__Exercise directions__. Pick out each line in the material below that contains the word "wheel", and copy every such line in full.

··· Given entries

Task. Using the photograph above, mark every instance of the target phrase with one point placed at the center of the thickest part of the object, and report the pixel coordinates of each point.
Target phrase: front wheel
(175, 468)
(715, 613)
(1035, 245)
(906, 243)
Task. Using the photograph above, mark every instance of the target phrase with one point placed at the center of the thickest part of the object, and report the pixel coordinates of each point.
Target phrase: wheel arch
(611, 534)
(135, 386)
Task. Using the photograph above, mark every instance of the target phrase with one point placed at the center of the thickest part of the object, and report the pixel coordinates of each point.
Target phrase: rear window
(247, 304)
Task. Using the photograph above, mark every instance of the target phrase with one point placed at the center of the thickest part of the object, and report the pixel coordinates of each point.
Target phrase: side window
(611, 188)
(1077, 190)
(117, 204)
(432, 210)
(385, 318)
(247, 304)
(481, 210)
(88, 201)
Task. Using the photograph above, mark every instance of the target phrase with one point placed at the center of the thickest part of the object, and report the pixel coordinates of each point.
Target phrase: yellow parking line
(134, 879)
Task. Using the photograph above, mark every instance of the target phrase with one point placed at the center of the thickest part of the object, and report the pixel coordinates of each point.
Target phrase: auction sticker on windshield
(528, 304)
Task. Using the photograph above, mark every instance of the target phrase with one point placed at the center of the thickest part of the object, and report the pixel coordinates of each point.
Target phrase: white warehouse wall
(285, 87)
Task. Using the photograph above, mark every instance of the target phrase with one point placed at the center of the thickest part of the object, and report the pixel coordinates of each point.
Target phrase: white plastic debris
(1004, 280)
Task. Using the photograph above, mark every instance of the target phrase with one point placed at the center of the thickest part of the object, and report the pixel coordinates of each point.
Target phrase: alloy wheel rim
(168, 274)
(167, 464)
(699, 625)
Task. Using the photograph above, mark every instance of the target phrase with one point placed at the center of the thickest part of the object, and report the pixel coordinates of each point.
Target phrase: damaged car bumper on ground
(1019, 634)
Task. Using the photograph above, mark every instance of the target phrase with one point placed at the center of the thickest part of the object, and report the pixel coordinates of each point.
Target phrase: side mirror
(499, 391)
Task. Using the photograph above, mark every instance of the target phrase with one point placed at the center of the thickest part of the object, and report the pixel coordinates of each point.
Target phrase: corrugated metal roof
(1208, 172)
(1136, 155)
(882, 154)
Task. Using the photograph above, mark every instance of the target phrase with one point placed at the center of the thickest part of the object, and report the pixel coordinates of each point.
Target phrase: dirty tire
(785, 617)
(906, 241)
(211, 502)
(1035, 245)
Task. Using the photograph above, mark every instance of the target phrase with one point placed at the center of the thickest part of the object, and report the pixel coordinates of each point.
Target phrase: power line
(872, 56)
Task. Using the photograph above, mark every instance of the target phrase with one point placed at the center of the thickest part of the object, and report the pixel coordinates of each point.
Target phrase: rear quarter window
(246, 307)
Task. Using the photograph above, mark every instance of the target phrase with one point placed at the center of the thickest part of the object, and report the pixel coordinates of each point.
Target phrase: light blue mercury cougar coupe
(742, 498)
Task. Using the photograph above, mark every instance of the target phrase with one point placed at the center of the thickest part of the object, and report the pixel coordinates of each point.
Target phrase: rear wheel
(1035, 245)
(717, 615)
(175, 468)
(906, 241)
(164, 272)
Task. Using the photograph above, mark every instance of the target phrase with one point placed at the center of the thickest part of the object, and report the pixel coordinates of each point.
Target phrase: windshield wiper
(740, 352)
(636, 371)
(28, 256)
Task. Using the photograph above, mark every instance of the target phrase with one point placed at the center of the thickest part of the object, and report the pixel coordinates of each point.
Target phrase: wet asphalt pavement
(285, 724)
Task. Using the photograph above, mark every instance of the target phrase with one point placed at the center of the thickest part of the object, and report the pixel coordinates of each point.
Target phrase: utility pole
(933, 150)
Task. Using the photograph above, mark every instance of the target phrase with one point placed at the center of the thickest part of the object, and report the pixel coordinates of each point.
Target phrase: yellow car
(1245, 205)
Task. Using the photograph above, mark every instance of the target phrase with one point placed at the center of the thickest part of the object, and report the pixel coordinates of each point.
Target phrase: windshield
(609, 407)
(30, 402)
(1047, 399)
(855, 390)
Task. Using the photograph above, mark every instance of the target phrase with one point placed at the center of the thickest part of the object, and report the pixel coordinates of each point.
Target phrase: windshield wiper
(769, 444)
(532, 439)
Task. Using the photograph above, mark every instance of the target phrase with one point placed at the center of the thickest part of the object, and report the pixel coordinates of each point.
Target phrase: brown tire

······

__Expected answer__.
Target phrase: front wheel
Target phrase: wheel arch
Target phrase: alloy wheel rim
Target phrase: rear wheel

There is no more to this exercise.